_Exercise instructions_:
Can you write out the lines below, from the line containing "land --coords pixels" through the line containing "[[[0,49],[75,49],[75,47],[0,47]]]", inclusive, as a numbered list with any blank lines dropped?

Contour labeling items
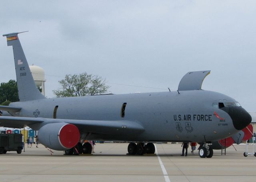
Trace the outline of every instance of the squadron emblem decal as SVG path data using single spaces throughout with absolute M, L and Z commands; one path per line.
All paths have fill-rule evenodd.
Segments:
M 13 37 L 7 37 L 7 41 L 13 41 L 14 40 L 17 40 L 18 38 L 16 36 L 14 36 Z
M 191 133 L 193 131 L 194 129 L 193 129 L 193 127 L 191 126 L 191 123 L 187 122 L 185 124 L 186 125 L 185 129 L 188 131 L 188 133 Z
M 176 129 L 178 131 L 181 133 L 183 130 L 183 128 L 182 126 L 181 126 L 181 124 L 180 123 L 176 123 Z
M 35 116 L 35 117 L 38 117 L 38 115 L 40 114 L 40 112 L 38 111 L 38 110 L 36 110 L 36 111 L 33 112 L 33 115 Z

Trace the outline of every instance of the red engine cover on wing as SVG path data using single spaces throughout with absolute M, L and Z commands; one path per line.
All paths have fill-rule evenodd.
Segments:
M 80 132 L 77 127 L 72 124 L 64 126 L 59 133 L 60 141 L 65 147 L 71 148 L 80 139 Z
M 246 141 L 249 140 L 252 137 L 252 125 L 250 124 L 242 130 L 244 133 L 244 136 L 243 138 L 243 141 Z

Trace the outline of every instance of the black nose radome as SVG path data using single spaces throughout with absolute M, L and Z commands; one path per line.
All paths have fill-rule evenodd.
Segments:
M 229 115 L 234 126 L 238 130 L 243 129 L 252 121 L 251 115 L 241 107 L 225 107 L 220 109 Z

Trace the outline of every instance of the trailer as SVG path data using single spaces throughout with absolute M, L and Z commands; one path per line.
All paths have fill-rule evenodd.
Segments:
M 6 154 L 7 151 L 21 153 L 22 136 L 21 134 L 0 134 L 0 154 Z

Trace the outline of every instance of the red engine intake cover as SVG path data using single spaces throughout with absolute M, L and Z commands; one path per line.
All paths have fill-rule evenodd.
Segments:
M 78 129 L 74 125 L 68 124 L 60 131 L 59 138 L 61 143 L 66 148 L 74 147 L 80 139 L 80 132 Z

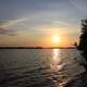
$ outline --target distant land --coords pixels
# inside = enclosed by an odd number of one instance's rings
[[[0,49],[75,49],[75,47],[0,47]]]

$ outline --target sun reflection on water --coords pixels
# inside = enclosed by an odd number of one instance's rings
[[[60,57],[60,49],[53,49],[52,51],[52,62],[51,62],[51,69],[54,71],[54,72],[58,72],[62,69],[62,63],[61,63],[61,57]]]

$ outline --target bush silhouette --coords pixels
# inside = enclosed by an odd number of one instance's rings
[[[87,18],[82,20],[82,35],[79,37],[78,49],[87,53]]]

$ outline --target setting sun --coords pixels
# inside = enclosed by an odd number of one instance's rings
[[[52,37],[52,41],[53,41],[54,44],[59,44],[60,40],[61,40],[60,36],[53,36],[53,37]]]

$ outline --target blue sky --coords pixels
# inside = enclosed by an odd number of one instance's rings
[[[70,45],[78,40],[84,17],[87,0],[0,0],[0,45],[42,45],[53,34],[73,39]]]

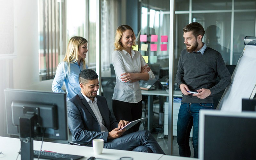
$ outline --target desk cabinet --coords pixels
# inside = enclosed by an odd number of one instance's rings
[[[178,114],[181,103],[181,100],[173,101],[173,125],[172,125],[172,135],[177,136],[177,122],[178,120]],[[164,135],[168,135],[168,113],[169,111],[169,103],[164,102]],[[189,137],[192,137],[193,128],[191,130]]]

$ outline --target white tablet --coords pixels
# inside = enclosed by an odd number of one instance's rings
[[[123,127],[120,129],[120,130],[123,130],[124,129],[126,129],[126,130],[128,130],[132,126],[134,126],[134,125],[137,124],[138,122],[141,121],[144,118],[141,118],[137,119],[137,120],[135,120],[133,121],[132,121],[130,122],[130,123],[127,124],[127,125],[126,125],[126,126],[124,126]]]

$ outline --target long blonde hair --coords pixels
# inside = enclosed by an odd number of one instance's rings
[[[132,33],[133,34],[133,35],[134,35],[132,45],[133,46],[136,45],[135,44],[135,40],[136,38],[135,37],[135,34],[134,34],[134,32],[133,32],[132,28],[128,25],[121,25],[117,28],[116,29],[116,36],[115,38],[115,43],[114,43],[115,48],[115,50],[122,50],[124,49],[124,48],[123,46],[122,43],[120,42],[120,40],[122,37],[123,34],[127,29],[130,29],[132,31]]]
[[[63,61],[68,63],[68,77],[70,76],[70,64],[75,63],[77,61],[78,58],[78,47],[88,41],[82,37],[75,36],[72,37],[69,40],[67,49],[66,55]],[[81,60],[83,62],[83,68],[86,69],[85,61],[82,58]],[[64,69],[65,70],[65,69]]]

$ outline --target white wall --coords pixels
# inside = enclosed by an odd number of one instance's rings
[[[5,89],[51,91],[52,80],[39,80],[37,2],[37,0],[14,1],[13,45],[14,53],[17,55],[12,59],[0,58],[0,136],[8,136]],[[4,7],[5,4],[3,1],[1,3]]]
[[[52,80],[40,81],[37,1],[15,0],[14,88],[51,91]]]

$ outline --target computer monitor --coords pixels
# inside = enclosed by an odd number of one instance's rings
[[[200,110],[201,160],[255,159],[256,114]]]
[[[242,111],[256,111],[256,99],[242,99]]]
[[[22,159],[33,159],[34,138],[68,140],[65,93],[6,89],[8,133],[20,136]]]

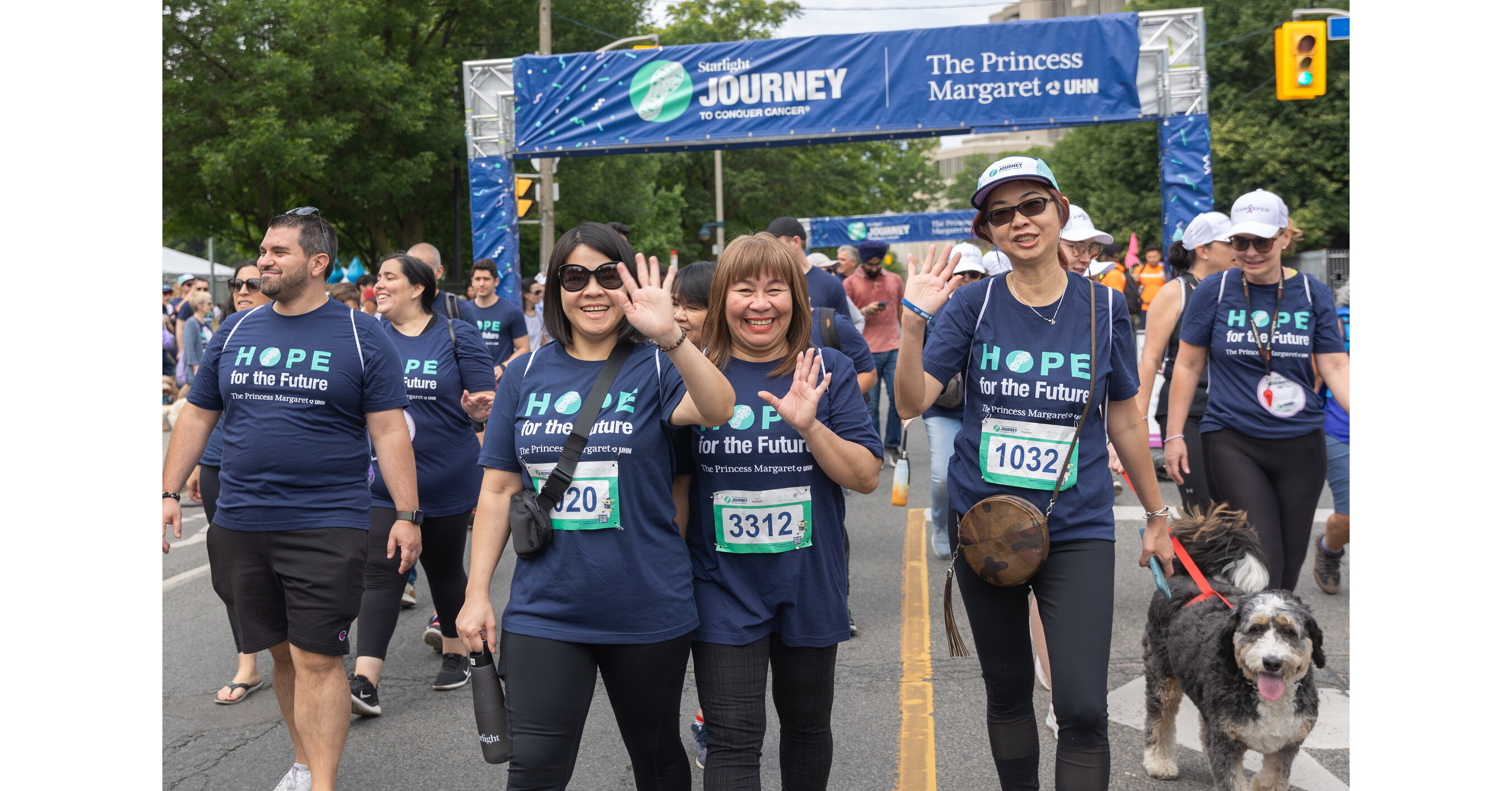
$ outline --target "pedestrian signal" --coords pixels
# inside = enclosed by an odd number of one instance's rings
[[[1276,29],[1276,98],[1317,98],[1328,92],[1328,23],[1285,23]]]

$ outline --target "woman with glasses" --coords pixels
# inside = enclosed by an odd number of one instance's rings
[[[688,791],[677,720],[699,613],[671,501],[673,433],[729,420],[735,393],[673,319],[656,259],[647,266],[608,225],[587,222],[556,242],[541,310],[555,342],[505,369],[488,420],[458,632],[469,650],[487,641],[502,653],[510,788],[572,780],[602,675],[635,786]],[[609,392],[585,404],[611,355],[623,364]],[[550,543],[514,564],[500,625],[488,584],[511,535],[510,499],[550,476],[584,408],[593,434],[547,511]]]
[[[1048,552],[1028,582],[998,587],[966,558],[956,560],[954,576],[981,662],[987,741],[1002,788],[1039,786],[1030,591],[1055,678],[1055,788],[1108,788],[1114,522],[1104,436],[1123,457],[1148,510],[1140,566],[1155,558],[1169,575],[1172,557],[1169,510],[1134,402],[1134,333],[1123,295],[1069,274],[1060,244],[1069,203],[1045,162],[1012,156],[992,163],[977,180],[972,206],[978,210],[972,231],[1007,253],[1013,271],[960,286],[962,277],[951,277],[956,256],[936,260],[930,250],[918,274],[910,262],[898,413],[922,413],[945,383],[965,374],[962,430],[950,463],[954,546],[960,514],[978,502],[1012,495],[1045,511],[1061,485],[1049,514]]]
[[[463,551],[467,519],[478,504],[482,469],[478,467],[478,437],[473,420],[487,420],[493,404],[493,354],[478,328],[435,312],[435,271],[420,259],[390,253],[378,262],[373,284],[378,313],[389,321],[383,331],[404,360],[404,386],[410,395],[405,422],[414,446],[414,473],[420,492],[420,554],[425,578],[435,602],[442,632],[442,668],[432,690],[455,690],[472,675],[461,640],[457,611],[467,591]],[[383,714],[378,679],[389,653],[389,640],[399,620],[401,596],[410,569],[401,552],[390,551],[389,532],[398,519],[395,502],[373,463],[367,569],[363,606],[357,616],[357,664],[349,681],[352,714]]]
[[[1249,513],[1270,587],[1293,590],[1328,470],[1314,363],[1349,413],[1349,354],[1329,287],[1282,271],[1287,204],[1256,189],[1234,201],[1229,216],[1238,266],[1191,292],[1170,383],[1169,425],[1184,427],[1207,372],[1202,437],[1166,437],[1166,472],[1182,484],[1193,466],[1188,448],[1201,442],[1208,495]]]

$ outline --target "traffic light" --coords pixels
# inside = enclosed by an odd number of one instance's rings
[[[1284,23],[1276,29],[1276,98],[1317,98],[1328,92],[1328,23]]]

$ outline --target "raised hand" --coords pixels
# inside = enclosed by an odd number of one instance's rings
[[[640,333],[658,346],[671,346],[680,337],[682,330],[677,328],[677,322],[671,318],[671,281],[677,277],[677,266],[673,265],[667,271],[667,283],[661,281],[661,265],[656,262],[656,256],[652,256],[650,266],[646,265],[646,256],[635,254],[635,272],[640,275],[637,280],[631,278],[631,269],[621,262],[618,265],[620,280],[624,286],[609,292],[609,299],[614,299],[620,310],[624,312],[624,318],[631,321],[631,327],[640,330]]]
[[[913,254],[909,254],[909,280],[903,284],[903,298],[928,313],[939,313],[950,295],[960,287],[962,275],[953,275],[960,263],[960,253],[934,260],[934,245],[924,256],[924,266],[915,269]],[[904,313],[907,316],[912,310]]]
[[[824,381],[820,381],[820,366],[813,361],[815,352],[816,349],[807,349],[798,354],[798,366],[792,369],[792,387],[788,389],[788,395],[780,401],[767,390],[756,393],[777,410],[777,416],[783,422],[798,430],[800,434],[813,428],[813,414],[818,411],[820,396],[824,395],[824,390],[829,390],[830,377],[833,377],[833,374],[826,374]]]

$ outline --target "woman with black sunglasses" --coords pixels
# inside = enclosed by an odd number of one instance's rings
[[[699,614],[673,511],[673,431],[729,420],[735,392],[673,319],[656,259],[647,266],[608,225],[587,222],[556,242],[543,307],[555,343],[505,369],[488,419],[457,631],[469,650],[487,641],[502,653],[510,788],[569,783],[602,675],[637,788],[688,791],[677,718]],[[629,357],[603,402],[584,404],[620,343]],[[584,408],[597,417],[547,513],[552,541],[514,564],[500,625],[488,584],[510,538],[510,498],[552,473]]]
[[[1308,555],[1328,460],[1323,396],[1314,366],[1349,411],[1349,354],[1334,295],[1308,274],[1282,271],[1291,242],[1287,204],[1256,189],[1234,201],[1229,245],[1238,266],[1191,292],[1170,381],[1167,425],[1185,425],[1208,374],[1202,454],[1208,493],[1249,513],[1270,569],[1270,587],[1293,590]],[[1166,470],[1190,472],[1196,437],[1166,437]]]
[[[972,206],[972,231],[1004,251],[1013,271],[962,286],[960,275],[951,277],[959,256],[936,262],[930,248],[918,274],[909,263],[898,414],[922,413],[945,383],[965,374],[950,461],[953,547],[960,544],[960,514],[978,502],[1012,495],[1045,511],[1061,485],[1048,552],[1028,582],[998,587],[966,558],[957,558],[954,575],[981,661],[987,741],[1002,788],[1039,788],[1031,590],[1055,679],[1055,788],[1108,788],[1114,523],[1104,431],[1148,508],[1140,566],[1154,558],[1169,575],[1172,557],[1169,510],[1134,404],[1134,333],[1122,293],[1069,274],[1060,234],[1070,210],[1048,165],[1022,156],[992,163],[977,180]],[[1086,423],[1080,443],[1078,422]]]

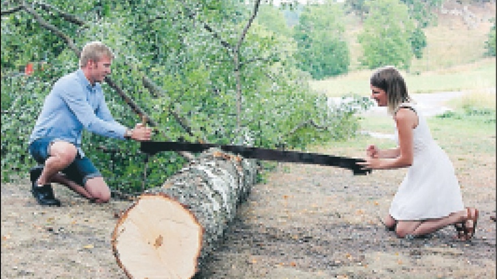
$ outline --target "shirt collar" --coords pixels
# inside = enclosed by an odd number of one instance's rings
[[[81,69],[78,69],[78,70],[76,71],[76,76],[78,76],[78,78],[80,81],[81,81],[81,82],[83,83],[83,85],[85,86],[85,87],[86,87],[86,89],[88,89],[90,92],[94,92],[97,87],[99,85],[99,83],[95,83],[95,85],[94,86],[92,86],[91,84],[90,83],[90,82],[88,81],[88,78],[87,78],[86,76],[85,76],[85,73],[83,72],[83,70]]]

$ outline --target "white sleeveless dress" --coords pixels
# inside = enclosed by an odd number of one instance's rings
[[[459,183],[448,156],[432,137],[424,117],[412,104],[403,104],[419,119],[413,130],[414,158],[390,207],[397,220],[440,218],[464,209]],[[396,131],[397,144],[398,131]]]

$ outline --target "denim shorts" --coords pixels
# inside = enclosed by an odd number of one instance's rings
[[[45,162],[49,156],[50,146],[56,141],[53,138],[38,139],[29,145],[29,154],[38,164],[45,165]],[[87,157],[81,157],[79,152],[74,161],[62,172],[68,178],[84,187],[86,181],[93,177],[102,176],[93,164]]]

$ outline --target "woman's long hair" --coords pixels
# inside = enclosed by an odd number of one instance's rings
[[[380,68],[371,75],[371,85],[385,91],[388,113],[394,114],[399,105],[411,102],[404,78],[395,67]]]

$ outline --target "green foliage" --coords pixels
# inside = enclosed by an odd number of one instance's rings
[[[298,67],[313,78],[345,73],[350,54],[344,38],[343,10],[337,3],[305,6],[295,27]]]
[[[386,65],[408,69],[414,25],[407,7],[399,0],[377,0],[367,5],[369,13],[358,36],[364,49],[361,63],[369,69]]]
[[[309,88],[308,74],[296,67],[294,41],[263,22],[253,23],[243,38],[237,83],[234,47],[251,15],[250,5],[235,0],[50,3],[51,13],[32,6],[46,21],[74,39],[78,48],[98,40],[113,50],[116,59],[110,77],[159,123],[154,140],[202,139],[219,144],[304,148],[309,143],[347,136],[356,129],[349,110],[330,110],[326,99]],[[86,23],[66,22],[59,16],[62,12]],[[2,47],[5,181],[11,178],[12,170],[25,174],[34,164],[27,144],[42,104],[53,83],[77,68],[78,59],[65,42],[23,12],[3,18]],[[19,73],[19,67],[27,62],[40,60],[46,63],[43,71],[29,76]],[[143,83],[144,77],[160,92],[151,94]],[[103,87],[117,121],[129,127],[140,122],[112,88],[106,84]],[[237,90],[242,97],[239,129]],[[185,119],[192,135],[172,112]],[[310,121],[327,129],[296,129]],[[158,186],[186,163],[174,152],[149,158],[145,185],[146,156],[138,144],[88,133],[83,137],[83,149],[114,189],[139,192]]]
[[[495,18],[493,18],[492,20],[493,21],[493,26],[488,32],[488,40],[485,42],[485,49],[487,51],[486,54],[488,56],[495,56],[497,53],[495,47]]]
[[[272,5],[261,6],[256,20],[275,34],[287,37],[292,36],[291,29],[285,17],[284,11]]]
[[[423,57],[423,49],[427,46],[426,35],[422,29],[416,27],[411,34],[411,47],[416,58]]]

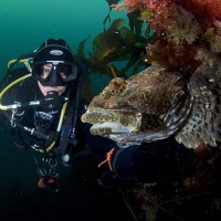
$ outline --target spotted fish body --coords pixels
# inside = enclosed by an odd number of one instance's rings
[[[93,124],[92,134],[129,145],[175,135],[189,148],[215,146],[221,140],[217,65],[199,67],[188,83],[181,73],[157,63],[128,80],[114,78],[93,98],[82,120]]]

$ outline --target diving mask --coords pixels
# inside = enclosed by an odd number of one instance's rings
[[[63,61],[36,62],[32,76],[43,86],[63,86],[76,78],[77,70],[75,64]]]

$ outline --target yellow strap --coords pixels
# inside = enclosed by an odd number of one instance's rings
[[[109,63],[109,69],[110,69],[112,75],[113,75],[114,77],[117,77],[117,74],[116,74],[116,72],[115,72],[115,67],[114,67],[114,64],[113,64],[113,63]]]

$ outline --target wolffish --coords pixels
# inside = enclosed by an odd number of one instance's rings
[[[127,145],[175,135],[189,148],[202,143],[217,146],[215,140],[221,141],[221,73],[215,70],[208,74],[199,69],[188,82],[181,73],[152,63],[127,80],[113,78],[93,98],[82,120],[93,124],[93,135]]]

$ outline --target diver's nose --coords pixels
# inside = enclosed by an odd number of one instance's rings
[[[54,67],[51,76],[51,86],[57,86],[56,67]]]

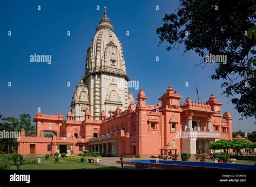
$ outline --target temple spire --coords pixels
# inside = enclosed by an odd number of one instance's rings
[[[107,17],[107,16],[106,16],[106,6],[104,6],[104,9],[105,9],[104,17]]]

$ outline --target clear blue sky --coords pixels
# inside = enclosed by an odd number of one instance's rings
[[[156,30],[165,13],[174,12],[178,3],[178,0],[1,1],[0,113],[18,117],[26,113],[33,118],[40,107],[43,113],[63,112],[66,116],[75,88],[84,75],[86,50],[106,5],[123,45],[129,76],[139,81],[147,104],[156,104],[169,84],[183,96],[183,102],[187,96],[195,100],[197,86],[200,100],[205,102],[213,92],[224,104],[223,113],[225,110],[231,112],[233,131],[255,131],[254,118],[239,120],[240,115],[230,99],[221,95],[221,82],[210,77],[212,67],[195,67],[194,64],[201,59],[193,52],[182,55],[182,46],[170,52],[165,51],[165,45],[158,46]],[[8,31],[11,37],[8,37]],[[66,36],[67,31],[71,31],[70,37]],[[51,55],[51,64],[30,63],[29,56],[34,53]],[[156,61],[156,56],[159,62]],[[8,87],[9,82],[11,87]],[[70,82],[70,87],[67,82]],[[138,90],[130,90],[136,98]]]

_Result for this task_:
1. $ outline --target distant land --coords pixels
2. # inside = enclosed by an odd number of one instance's rings
3. [[[0,49],[75,49],[75,47],[0,47]]]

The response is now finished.